Jo Vitale: Just to add on to what Vince has said here, I actually think it's quite powerful to reflect on the fact that when the cross is spoken of in the Bible, we are told that curses anyone who hangs on a tree. So if we're talking about people being cursed, and actually the one who was cursed for us is Jesus and he's actually the one who undergoes that curse of sin so that we can be freed from it. That's why he is the one who alone is in that position to heal us. So I just find there to be something profoundly powerful about that, the idea that actually God with step into our shame for us and where it for us so that we don't have to.

I think that's just an incredibly liberating thing because like Vince said, sometimes when you're struggling with these things, you can feel so incredibly alone in them and like you're the only one in the world who knows how it feels or who's going through it. I know I've felt that way as a teenager. I've really struggling with guilt and shame in my life and thinking every other Christian is perfect and I was just this huge fraud but to know that actually Jesus himself knows what it's like to actually wear shame, to be cloaked in shame, to experience shame. Not because he deserved it, but because he, he took all of mine on him, that really just relieves you from that feeling of isolation. I just find that incredibly encouraging to know that when you're in that place, you're not alone in it.
━━━
What the exercise asks —
List every word that directly follows "incredibly" in the transcript above.

Rows of labeled points:
━━━
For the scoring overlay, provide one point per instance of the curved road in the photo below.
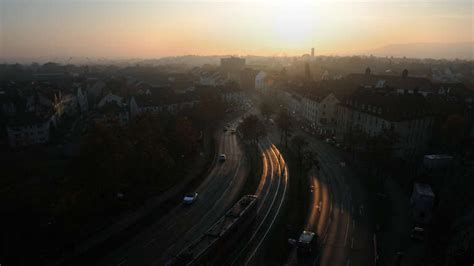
(171, 233)
(271, 193)
(338, 214)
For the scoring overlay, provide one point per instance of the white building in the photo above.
(28, 130)
(409, 116)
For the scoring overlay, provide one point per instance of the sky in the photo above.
(153, 29)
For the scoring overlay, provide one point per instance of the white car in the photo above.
(222, 158)
(190, 198)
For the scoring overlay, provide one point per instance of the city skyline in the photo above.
(153, 29)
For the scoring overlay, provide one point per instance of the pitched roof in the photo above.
(392, 107)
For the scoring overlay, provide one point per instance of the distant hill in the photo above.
(460, 50)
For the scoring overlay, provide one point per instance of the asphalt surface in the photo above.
(339, 213)
(170, 234)
(271, 192)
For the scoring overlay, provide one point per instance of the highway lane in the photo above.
(170, 234)
(271, 192)
(348, 238)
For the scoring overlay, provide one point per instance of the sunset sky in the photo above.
(139, 29)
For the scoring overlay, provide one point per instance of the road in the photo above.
(171, 233)
(339, 211)
(271, 192)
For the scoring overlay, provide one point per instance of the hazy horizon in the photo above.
(155, 29)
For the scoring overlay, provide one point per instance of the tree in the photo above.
(285, 125)
(354, 139)
(367, 71)
(252, 128)
(266, 108)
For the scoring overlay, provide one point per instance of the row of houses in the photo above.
(372, 104)
(30, 111)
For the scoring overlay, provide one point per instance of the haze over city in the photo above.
(236, 132)
(153, 29)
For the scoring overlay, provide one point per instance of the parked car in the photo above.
(190, 198)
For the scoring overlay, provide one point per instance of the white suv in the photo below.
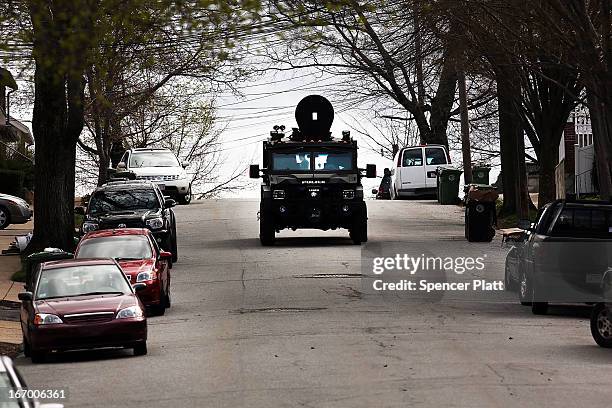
━━━
Exercise answer —
liberating, alone, encouraging